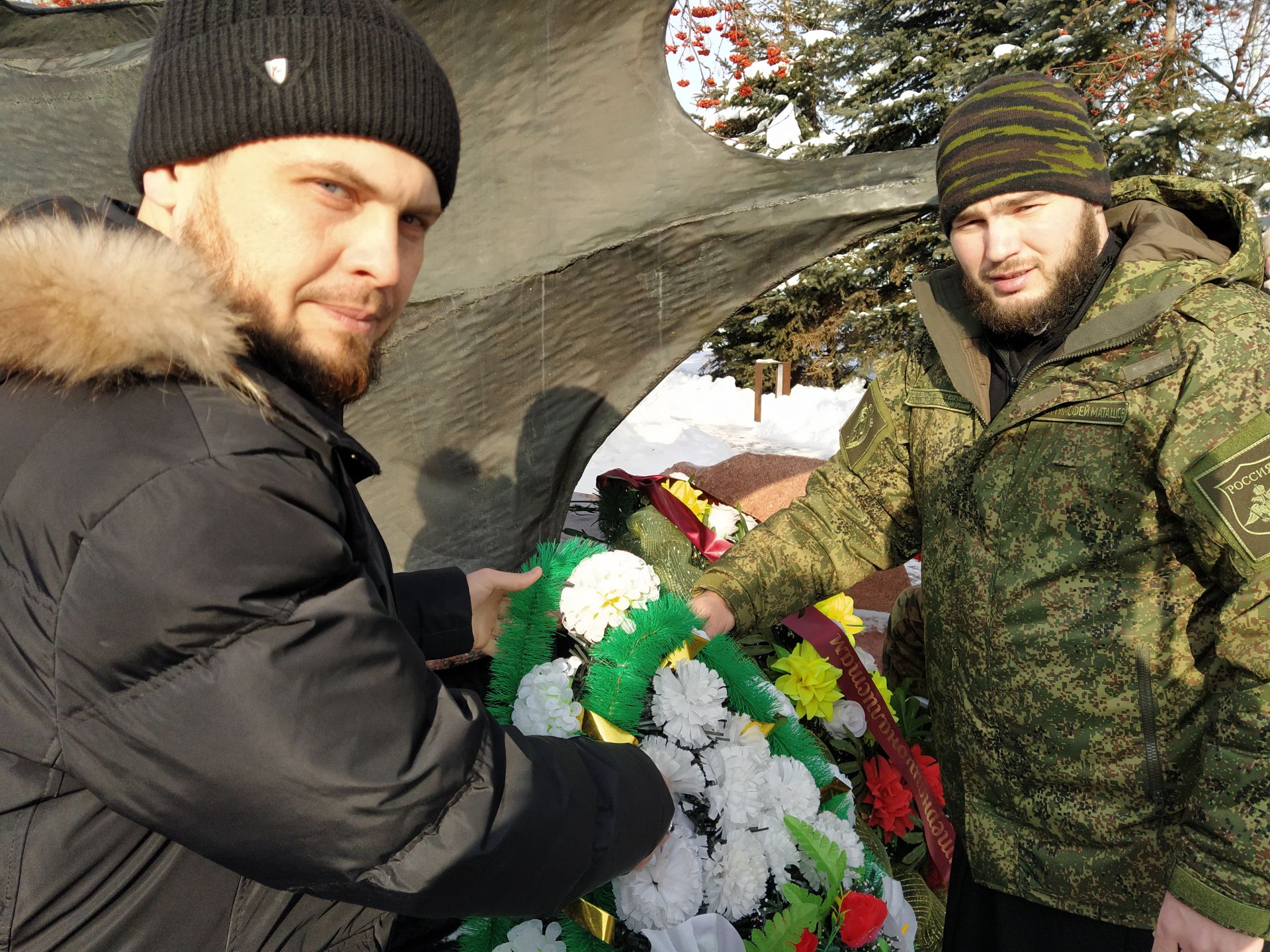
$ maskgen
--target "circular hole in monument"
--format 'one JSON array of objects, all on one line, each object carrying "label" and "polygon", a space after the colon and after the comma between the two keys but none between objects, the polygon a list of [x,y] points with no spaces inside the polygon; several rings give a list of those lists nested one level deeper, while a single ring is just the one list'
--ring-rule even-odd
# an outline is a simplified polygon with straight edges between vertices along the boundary
[{"label": "circular hole in monument", "polygon": [[826,25],[787,4],[676,4],[665,27],[676,99],[702,129],[738,149],[819,157],[804,152],[837,143],[823,128],[828,117],[795,103],[838,38]]}]

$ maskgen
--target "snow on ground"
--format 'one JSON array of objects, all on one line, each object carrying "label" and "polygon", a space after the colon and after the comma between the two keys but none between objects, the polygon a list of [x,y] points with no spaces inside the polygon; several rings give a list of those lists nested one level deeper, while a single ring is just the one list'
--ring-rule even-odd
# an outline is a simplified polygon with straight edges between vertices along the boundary
[{"label": "snow on ground", "polygon": [[693,354],[644,397],[592,457],[578,493],[594,493],[596,476],[613,468],[645,476],[679,461],[710,466],[743,452],[820,459],[837,452],[838,430],[864,395],[862,381],[839,390],[795,386],[781,397],[765,393],[763,421],[754,423],[754,391],[730,377],[701,376],[709,357]]}]

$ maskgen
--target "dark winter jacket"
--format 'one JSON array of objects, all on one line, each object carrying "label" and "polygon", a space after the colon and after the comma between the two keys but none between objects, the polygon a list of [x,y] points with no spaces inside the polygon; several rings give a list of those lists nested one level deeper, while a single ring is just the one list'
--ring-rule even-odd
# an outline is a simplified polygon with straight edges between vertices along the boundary
[{"label": "dark winter jacket", "polygon": [[441,685],[461,575],[392,574],[375,459],[192,255],[28,217],[0,278],[0,951],[372,951],[657,845],[638,749]]}]

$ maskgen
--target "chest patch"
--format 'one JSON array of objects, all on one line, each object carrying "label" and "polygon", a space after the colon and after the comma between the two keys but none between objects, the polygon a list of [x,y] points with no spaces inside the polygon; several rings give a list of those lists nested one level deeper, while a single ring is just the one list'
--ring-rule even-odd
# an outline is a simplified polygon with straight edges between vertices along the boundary
[{"label": "chest patch", "polygon": [[1186,486],[1245,557],[1270,559],[1270,413],[1201,457],[1186,472]]}]

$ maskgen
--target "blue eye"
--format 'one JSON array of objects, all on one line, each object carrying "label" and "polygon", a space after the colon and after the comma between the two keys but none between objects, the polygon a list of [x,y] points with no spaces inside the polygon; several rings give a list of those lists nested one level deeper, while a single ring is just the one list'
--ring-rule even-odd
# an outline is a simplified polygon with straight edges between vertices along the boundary
[{"label": "blue eye", "polygon": [[334,182],[318,182],[316,185],[323,192],[326,192],[328,194],[335,195],[337,198],[347,198],[348,197],[348,189],[344,188],[343,185],[337,185]]}]

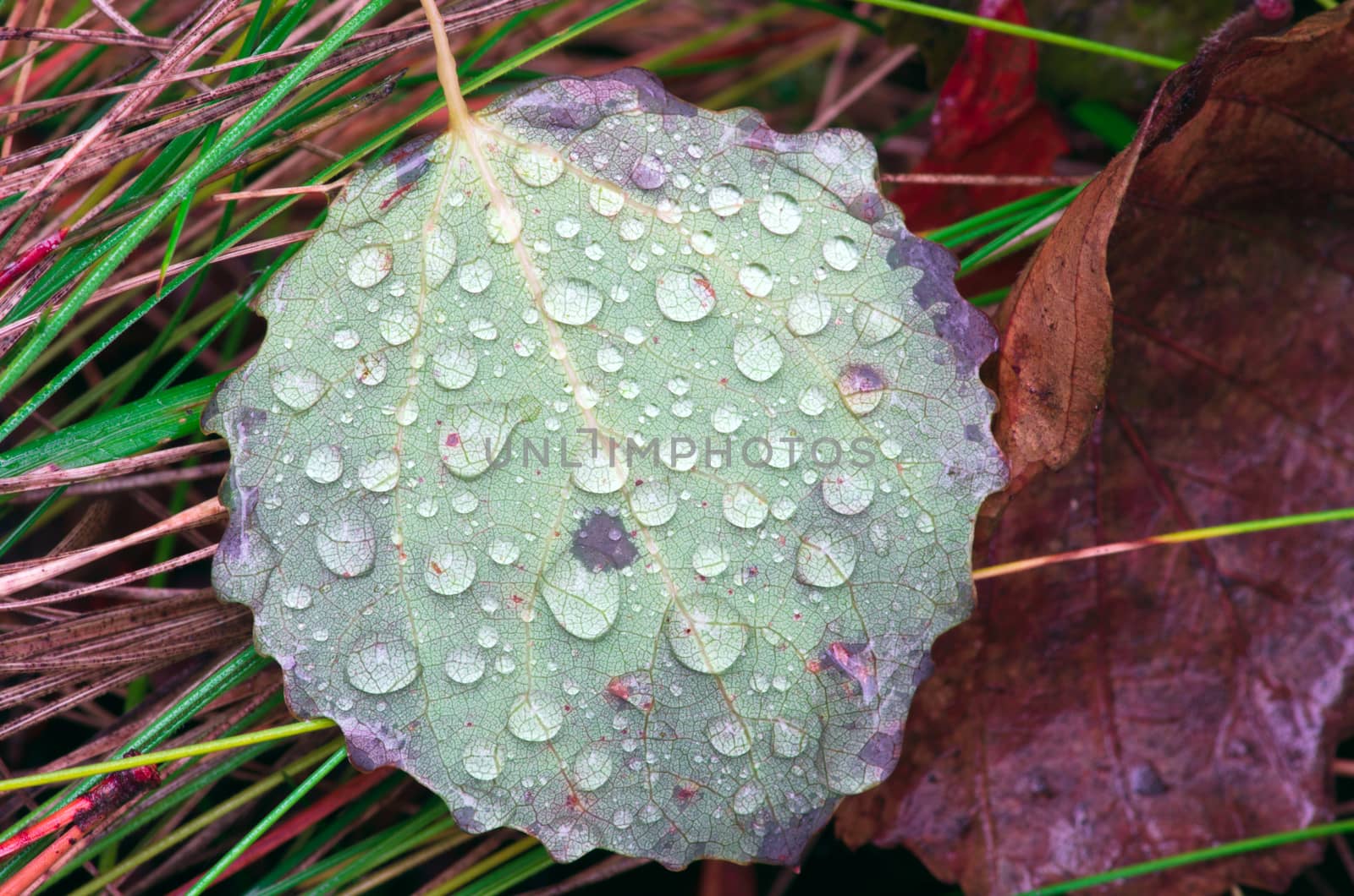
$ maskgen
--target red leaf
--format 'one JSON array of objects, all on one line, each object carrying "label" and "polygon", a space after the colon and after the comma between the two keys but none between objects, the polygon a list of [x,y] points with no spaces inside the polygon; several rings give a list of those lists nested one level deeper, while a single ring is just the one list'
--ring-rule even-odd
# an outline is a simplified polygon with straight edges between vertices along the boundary
[{"label": "red leaf", "polygon": [[[1028,24],[1021,0],[983,0],[979,15]],[[1036,99],[1032,41],[969,28],[932,114],[932,146],[918,173],[1047,175],[1067,152]],[[1036,192],[1030,187],[902,185],[892,199],[914,230],[967,218]]]}]

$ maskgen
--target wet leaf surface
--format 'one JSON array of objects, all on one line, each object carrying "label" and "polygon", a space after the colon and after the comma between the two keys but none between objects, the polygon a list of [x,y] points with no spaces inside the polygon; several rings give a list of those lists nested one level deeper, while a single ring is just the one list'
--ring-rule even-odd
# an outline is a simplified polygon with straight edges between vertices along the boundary
[{"label": "wet leaf surface", "polygon": [[[1109,245],[1106,410],[1016,495],[990,560],[1349,505],[1351,11],[1228,50],[1140,160]],[[1347,524],[984,583],[941,637],[903,758],[838,831],[1013,893],[1331,815],[1350,727]],[[1114,892],[1282,891],[1320,846]]]},{"label": "wet leaf surface", "polygon": [[349,184],[204,414],[291,707],[561,859],[791,862],[881,781],[1003,466],[873,168],[631,70]]}]

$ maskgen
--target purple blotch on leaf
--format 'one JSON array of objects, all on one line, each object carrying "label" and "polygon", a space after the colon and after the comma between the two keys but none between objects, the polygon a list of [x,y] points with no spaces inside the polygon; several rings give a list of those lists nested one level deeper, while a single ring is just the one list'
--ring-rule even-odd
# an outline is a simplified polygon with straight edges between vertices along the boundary
[{"label": "purple blotch on leaf", "polygon": [[593,573],[623,570],[635,562],[639,551],[620,520],[593,510],[592,516],[574,532],[574,556]]}]

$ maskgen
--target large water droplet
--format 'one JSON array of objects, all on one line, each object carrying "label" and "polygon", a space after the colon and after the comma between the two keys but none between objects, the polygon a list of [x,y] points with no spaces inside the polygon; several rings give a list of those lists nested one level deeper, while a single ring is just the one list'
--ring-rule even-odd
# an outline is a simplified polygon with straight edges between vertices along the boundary
[{"label": "large water droplet", "polygon": [[443,669],[458,685],[473,685],[485,674],[485,655],[473,644],[452,647]]},{"label": "large water droplet", "polygon": [[282,604],[288,609],[303,610],[314,602],[315,590],[309,585],[292,585],[282,593]]},{"label": "large water droplet", "polygon": [[462,479],[489,470],[508,445],[512,430],[523,420],[516,405],[456,405],[443,414],[437,433],[441,462]]},{"label": "large water droplet", "polygon": [[562,724],[565,724],[565,711],[540,694],[521,694],[508,711],[508,731],[521,740],[532,743],[550,740],[559,734]]},{"label": "large water droplet", "polygon": [[796,295],[785,306],[785,326],[795,336],[812,336],[833,319],[833,303],[818,292]]},{"label": "large water droplet", "polygon": [[363,355],[352,367],[352,375],[363,386],[380,386],[386,382],[386,374],[389,372],[390,365],[386,363],[386,356],[379,353]]},{"label": "large water droplet", "polygon": [[856,539],[838,529],[816,528],[799,540],[795,574],[804,585],[845,585],[856,570]]},{"label": "large water droplet", "polygon": [[860,264],[860,246],[850,237],[831,237],[823,242],[823,261],[838,271],[854,271]]},{"label": "large water droplet", "polygon": [[364,290],[374,287],[386,279],[394,263],[395,256],[390,246],[383,244],[362,246],[348,259],[348,279]]},{"label": "large water droplet", "polygon": [[669,321],[699,321],[715,307],[715,287],[704,273],[691,268],[669,268],[654,286],[658,310]]},{"label": "large water droplet", "polygon": [[561,628],[574,637],[593,640],[616,623],[620,574],[593,571],[571,556],[562,556],[546,571],[540,594]]},{"label": "large water droplet", "polygon": [[760,326],[745,326],[734,334],[734,364],[738,372],[764,383],[780,371],[785,353],[770,330]]},{"label": "large water droplet", "polygon": [[357,467],[357,482],[367,491],[390,491],[399,482],[399,455],[378,451]]},{"label": "large water droplet", "polygon": [[475,581],[475,558],[459,544],[444,544],[428,558],[424,582],[437,594],[460,594]]},{"label": "large water droplet", "polygon": [[850,364],[837,378],[837,391],[841,393],[846,409],[862,417],[879,407],[884,398],[884,378],[869,364]]},{"label": "large water droplet", "polygon": [[731,602],[708,591],[684,594],[663,624],[673,655],[692,671],[719,674],[742,656],[747,624]]},{"label": "large water droplet", "polygon": [[581,326],[601,311],[601,290],[586,280],[552,280],[540,296],[546,314],[561,323]]},{"label": "large water droplet", "polygon": [[789,194],[766,194],[757,203],[757,219],[762,226],[779,236],[789,236],[804,222],[804,210]]},{"label": "large water droplet", "polygon": [[460,342],[448,342],[432,353],[432,379],[443,388],[464,388],[478,367],[475,353]]},{"label": "large water droplet", "polygon": [[324,378],[307,367],[287,367],[275,371],[271,379],[272,394],[292,410],[306,410],[325,394]]},{"label": "large water droplet", "polygon": [[709,191],[709,210],[720,218],[738,214],[743,207],[743,194],[733,184],[719,184]]},{"label": "large water droplet", "polygon": [[348,654],[348,684],[367,694],[389,694],[418,677],[418,654],[403,639],[379,640]]},{"label": "large water droplet", "polygon": [[336,575],[362,575],[376,562],[376,527],[355,508],[334,510],[315,533],[315,551]]},{"label": "large water droplet", "polygon": [[724,518],[739,529],[754,529],[766,518],[766,499],[742,482],[724,489]]},{"label": "large water droplet", "polygon": [[315,445],[306,457],[306,475],[328,485],[343,475],[343,452],[338,445]]},{"label": "large water droplet", "polygon": [[799,394],[799,410],[810,417],[827,410],[827,394],[816,386],[808,386]]},{"label": "large water droplet", "polygon": [[715,747],[726,757],[741,757],[753,748],[751,735],[742,719],[728,713],[720,713],[705,725],[705,735],[709,746]]},{"label": "large water droplet", "polygon": [[626,356],[611,342],[597,349],[597,367],[604,374],[615,374],[624,365]]}]

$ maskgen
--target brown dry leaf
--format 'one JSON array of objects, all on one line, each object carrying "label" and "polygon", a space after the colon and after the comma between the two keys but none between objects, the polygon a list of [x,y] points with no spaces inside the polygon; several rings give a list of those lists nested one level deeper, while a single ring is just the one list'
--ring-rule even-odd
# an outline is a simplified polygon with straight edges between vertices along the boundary
[{"label": "brown dry leaf", "polygon": [[1105,246],[1141,135],[1089,183],[1002,302],[997,329],[997,441],[1013,495],[1066,464],[1086,439],[1110,364]]},{"label": "brown dry leaf", "polygon": [[995,516],[1034,476],[1063,467],[1090,433],[1109,375],[1113,296],[1105,249],[1124,191],[1144,148],[1154,148],[1198,108],[1243,39],[1286,23],[1285,3],[1259,3],[1231,19],[1162,88],[1137,138],[1086,185],[1021,272],[997,314],[1002,334],[997,440],[1010,486],[984,508]]},{"label": "brown dry leaf", "polygon": [[[1217,65],[1137,164],[1109,245],[1116,365],[1006,560],[1354,503],[1354,5]],[[894,777],[838,815],[965,892],[1331,816],[1349,734],[1354,528],[1162,547],[983,583],[934,647]],[[1282,891],[1319,843],[1116,892]]]}]

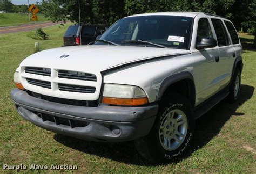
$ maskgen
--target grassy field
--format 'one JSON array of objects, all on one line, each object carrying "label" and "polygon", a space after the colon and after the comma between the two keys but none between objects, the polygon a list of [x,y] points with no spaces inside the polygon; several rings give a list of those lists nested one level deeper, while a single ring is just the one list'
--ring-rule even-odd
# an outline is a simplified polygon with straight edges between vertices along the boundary
[{"label": "grassy field", "polygon": [[[43,15],[37,15],[38,22],[48,21]],[[28,14],[0,13],[0,27],[33,23],[29,20]]]},{"label": "grassy field", "polygon": [[[39,41],[41,48],[60,46],[66,27],[44,28],[50,40]],[[132,142],[82,141],[41,129],[18,115],[10,91],[15,88],[16,68],[33,52],[35,41],[27,33],[0,35],[0,172],[3,164],[21,163],[77,165],[78,172],[256,172],[256,50],[251,46],[252,36],[241,34],[244,68],[239,101],[221,102],[197,121],[193,148],[184,158],[154,165],[140,157]]]}]

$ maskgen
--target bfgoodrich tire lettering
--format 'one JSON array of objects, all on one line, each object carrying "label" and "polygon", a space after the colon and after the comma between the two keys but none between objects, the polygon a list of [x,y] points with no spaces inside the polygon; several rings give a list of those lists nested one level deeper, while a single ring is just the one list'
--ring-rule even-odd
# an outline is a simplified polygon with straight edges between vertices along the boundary
[{"label": "bfgoodrich tire lettering", "polygon": [[[139,153],[144,157],[154,163],[165,163],[180,157],[189,148],[193,135],[194,119],[192,115],[192,107],[189,100],[181,95],[170,95],[159,104],[159,107],[158,115],[150,133],[146,137],[136,140],[135,145]],[[184,130],[181,131],[181,129],[179,129],[181,133],[184,133],[183,138],[176,134],[177,130],[173,127],[171,128],[170,126],[165,127],[164,132],[165,131],[166,133],[167,130],[169,131],[168,134],[165,134],[165,137],[170,138],[171,140],[171,141],[175,144],[174,141],[176,138],[172,139],[171,137],[173,137],[172,136],[173,135],[170,134],[170,132],[172,132],[174,134],[174,136],[177,135],[181,142],[179,146],[172,147],[168,146],[168,144],[167,146],[163,145],[164,141],[161,142],[161,140],[163,140],[163,134],[161,133],[161,130],[163,130],[163,121],[166,122],[165,119],[166,118],[166,114],[173,112],[177,112],[177,115],[175,115],[175,113],[173,114],[174,117],[178,118],[177,120],[180,118],[179,117],[179,113],[184,113],[183,117],[186,117],[186,118],[183,120],[186,120],[185,124],[187,125],[184,126],[184,128],[186,127],[186,131],[183,131]],[[168,124],[165,125],[171,125],[170,123],[174,122],[177,124],[179,121],[180,121],[175,122],[175,120],[173,121],[170,119],[166,122]],[[176,127],[179,129],[180,125]],[[174,131],[173,131],[173,129]],[[170,136],[167,136],[169,135]]]}]

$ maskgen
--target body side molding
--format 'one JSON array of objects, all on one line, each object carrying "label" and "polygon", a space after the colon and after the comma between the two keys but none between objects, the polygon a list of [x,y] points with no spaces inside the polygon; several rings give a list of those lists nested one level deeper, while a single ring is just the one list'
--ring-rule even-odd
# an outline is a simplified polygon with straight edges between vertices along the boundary
[{"label": "body side molding", "polygon": [[194,83],[194,78],[192,75],[188,71],[183,71],[174,75],[172,75],[166,77],[161,83],[158,92],[157,93],[156,101],[160,101],[162,98],[165,90],[172,84],[182,80],[188,80],[189,82],[190,100],[193,107],[194,106],[196,100],[196,91]]}]

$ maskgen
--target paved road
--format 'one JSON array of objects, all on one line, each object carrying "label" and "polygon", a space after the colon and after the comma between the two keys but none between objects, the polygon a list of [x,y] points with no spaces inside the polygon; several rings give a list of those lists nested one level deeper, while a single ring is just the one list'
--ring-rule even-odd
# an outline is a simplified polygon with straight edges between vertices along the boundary
[{"label": "paved road", "polygon": [[[44,22],[36,23],[36,28],[43,28],[47,26],[56,25],[57,23],[52,22]],[[11,26],[8,27],[0,27],[0,34],[10,33],[15,33],[20,31],[35,30],[35,24],[23,24],[18,26]]]}]

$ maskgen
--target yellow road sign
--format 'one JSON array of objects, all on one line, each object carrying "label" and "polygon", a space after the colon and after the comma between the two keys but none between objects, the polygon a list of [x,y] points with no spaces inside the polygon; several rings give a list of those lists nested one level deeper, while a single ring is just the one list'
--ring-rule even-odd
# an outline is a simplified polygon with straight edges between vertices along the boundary
[{"label": "yellow road sign", "polygon": [[37,18],[37,16],[36,16],[36,15],[32,15],[31,20],[32,21],[37,21],[37,20],[38,20],[38,19]]},{"label": "yellow road sign", "polygon": [[33,15],[36,15],[39,11],[39,9],[36,7],[35,4],[32,4],[29,8],[29,11],[33,13]]}]

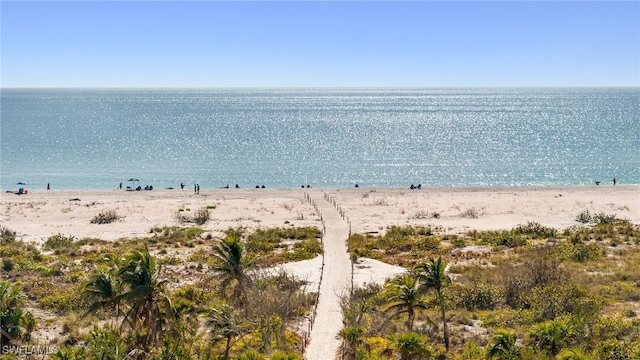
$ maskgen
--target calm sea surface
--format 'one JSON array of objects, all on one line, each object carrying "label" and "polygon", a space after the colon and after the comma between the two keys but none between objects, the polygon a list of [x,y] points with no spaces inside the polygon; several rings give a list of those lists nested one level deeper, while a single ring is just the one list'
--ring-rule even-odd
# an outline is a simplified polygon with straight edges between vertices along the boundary
[{"label": "calm sea surface", "polygon": [[640,89],[1,91],[0,187],[640,184]]}]

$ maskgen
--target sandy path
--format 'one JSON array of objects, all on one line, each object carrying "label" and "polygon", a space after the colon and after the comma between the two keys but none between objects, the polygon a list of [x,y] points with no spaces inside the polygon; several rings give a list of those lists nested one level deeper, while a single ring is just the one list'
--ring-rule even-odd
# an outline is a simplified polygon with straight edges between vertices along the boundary
[{"label": "sandy path", "polygon": [[342,329],[342,309],[340,298],[351,288],[351,260],[347,252],[346,240],[349,225],[342,219],[333,204],[313,194],[312,200],[322,214],[325,225],[323,237],[324,267],[318,295],[318,305],[309,345],[305,351],[307,360],[329,360],[336,358],[340,347],[337,338]]}]

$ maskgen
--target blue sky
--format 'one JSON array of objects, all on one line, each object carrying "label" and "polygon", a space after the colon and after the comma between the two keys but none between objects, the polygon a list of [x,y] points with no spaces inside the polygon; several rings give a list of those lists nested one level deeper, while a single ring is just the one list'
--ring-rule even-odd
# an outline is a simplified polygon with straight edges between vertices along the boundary
[{"label": "blue sky", "polygon": [[2,87],[640,86],[638,1],[6,1]]}]

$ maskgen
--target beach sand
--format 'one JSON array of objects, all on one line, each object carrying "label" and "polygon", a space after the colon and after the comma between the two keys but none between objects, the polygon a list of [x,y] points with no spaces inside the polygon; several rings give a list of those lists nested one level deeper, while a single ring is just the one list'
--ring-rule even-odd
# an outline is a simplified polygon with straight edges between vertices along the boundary
[{"label": "beach sand", "polygon": [[[383,234],[390,225],[425,225],[439,232],[459,234],[511,229],[529,221],[563,229],[579,225],[575,218],[584,210],[615,214],[637,224],[640,185],[203,189],[200,194],[188,190],[30,191],[27,195],[0,194],[0,205],[0,225],[15,231],[19,239],[37,245],[55,234],[110,241],[144,237],[155,227],[185,226],[177,214],[193,214],[207,207],[211,208],[211,219],[200,227],[214,237],[230,227],[324,229],[325,250],[333,255],[282,267],[307,280],[310,291],[320,289],[316,317],[320,321],[311,331],[305,358],[329,359],[339,344],[335,338],[341,326],[338,290],[346,287],[349,278],[355,286],[382,284],[405,271],[371,259],[358,259],[351,264],[344,242],[349,232]],[[119,220],[91,223],[106,211],[115,212]]]}]

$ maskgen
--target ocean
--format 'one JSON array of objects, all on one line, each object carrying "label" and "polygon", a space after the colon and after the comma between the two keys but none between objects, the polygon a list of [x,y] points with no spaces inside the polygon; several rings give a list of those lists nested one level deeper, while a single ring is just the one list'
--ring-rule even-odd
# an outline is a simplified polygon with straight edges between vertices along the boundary
[{"label": "ocean", "polygon": [[3,191],[640,184],[639,88],[0,95]]}]

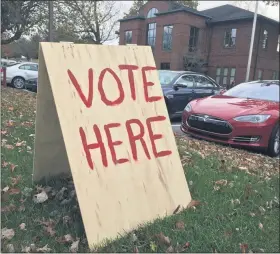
● ● ● ● ●
- _WORK TO COMPLETE_
Collect every line of the records that contains the string "road", copying each such line in full. Case counts.

- _ANSWER TO THIS TASK_
--target paved road
[{"label": "paved road", "polygon": [[[44,22],[36,23],[36,28],[43,28],[47,26],[56,25],[57,23],[52,22]],[[11,26],[8,27],[0,27],[0,34],[10,33],[15,33],[20,31],[35,30],[35,24],[23,24],[18,26]]]}]
--target yellow road sign
[{"label": "yellow road sign", "polygon": [[37,18],[37,16],[36,16],[36,15],[32,15],[31,20],[32,21],[37,21],[37,20],[38,20],[38,19]]},{"label": "yellow road sign", "polygon": [[33,15],[36,15],[39,11],[39,9],[36,7],[35,4],[32,4],[29,8],[29,11],[33,13]]}]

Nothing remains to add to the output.